* What you should do: Change "ring rule" to "fill rule" everywhere it occurs in the records, leaving all other text as is.

# Start of Input

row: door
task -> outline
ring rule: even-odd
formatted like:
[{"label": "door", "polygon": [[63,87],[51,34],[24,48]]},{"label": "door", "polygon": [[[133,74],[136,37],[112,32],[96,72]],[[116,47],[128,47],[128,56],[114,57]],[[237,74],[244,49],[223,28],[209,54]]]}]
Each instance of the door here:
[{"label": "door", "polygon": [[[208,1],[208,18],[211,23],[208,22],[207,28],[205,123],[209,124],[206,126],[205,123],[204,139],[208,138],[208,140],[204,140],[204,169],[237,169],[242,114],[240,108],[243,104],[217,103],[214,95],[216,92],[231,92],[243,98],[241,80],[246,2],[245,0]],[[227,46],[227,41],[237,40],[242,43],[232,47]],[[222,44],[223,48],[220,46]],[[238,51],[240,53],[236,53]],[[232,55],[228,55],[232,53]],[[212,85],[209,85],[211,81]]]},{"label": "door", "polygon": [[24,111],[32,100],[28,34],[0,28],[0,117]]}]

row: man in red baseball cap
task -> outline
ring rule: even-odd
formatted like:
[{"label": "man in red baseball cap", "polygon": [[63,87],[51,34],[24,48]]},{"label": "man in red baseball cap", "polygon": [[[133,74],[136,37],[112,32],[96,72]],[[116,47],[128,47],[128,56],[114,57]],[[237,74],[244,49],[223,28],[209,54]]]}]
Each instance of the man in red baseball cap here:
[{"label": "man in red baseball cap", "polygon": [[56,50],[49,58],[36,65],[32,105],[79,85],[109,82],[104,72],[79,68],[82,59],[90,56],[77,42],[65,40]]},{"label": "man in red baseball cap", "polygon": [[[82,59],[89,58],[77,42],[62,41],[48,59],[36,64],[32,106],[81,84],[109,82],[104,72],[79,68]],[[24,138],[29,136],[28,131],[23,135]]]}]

# End of Input

* Correct answer:
row: door
task -> outline
fill rule: even-odd
formatted like:
[{"label": "door", "polygon": [[63,87],[51,34],[24,48]]},{"label": "door", "polygon": [[[133,74],[136,37],[112,32],[96,72]],[[116,47],[128,47],[128,56],[114,57]],[[237,74],[244,49],[223,28],[209,54]]]}]
Each instance of the door here:
[{"label": "door", "polygon": [[[208,1],[208,18],[211,23],[208,22],[207,28],[205,123],[209,124],[206,126],[205,123],[204,139],[208,138],[208,140],[204,140],[204,169],[237,169],[242,114],[240,108],[243,104],[217,103],[214,95],[216,92],[231,92],[243,98],[241,80],[246,2],[245,0]],[[227,46],[227,41],[237,40],[242,43],[232,47]],[[222,44],[223,48],[220,46]],[[238,51],[240,53],[236,53]],[[232,55],[228,55],[232,53]],[[212,85],[209,85],[211,81]]]},{"label": "door", "polygon": [[24,111],[32,100],[28,34],[0,28],[0,117]]}]

row: man in red baseball cap
task -> outline
fill rule: even-odd
formatted like:
[{"label": "man in red baseball cap", "polygon": [[63,87],[51,34],[24,48]]},{"label": "man in red baseball cap", "polygon": [[[133,74],[136,37],[112,32],[96,72]],[[116,47],[128,47],[128,56],[114,57]],[[237,74],[244,49],[223,28],[209,54]]]}]
Each instance of the man in red baseball cap here:
[{"label": "man in red baseball cap", "polygon": [[56,50],[49,58],[36,65],[32,105],[79,85],[109,82],[104,72],[79,68],[82,59],[90,56],[77,42],[65,40]]},{"label": "man in red baseball cap", "polygon": [[[82,59],[89,58],[77,42],[62,41],[48,59],[36,64],[32,106],[81,84],[109,82],[104,72],[79,68]],[[24,138],[29,136],[28,131],[23,135]]]}]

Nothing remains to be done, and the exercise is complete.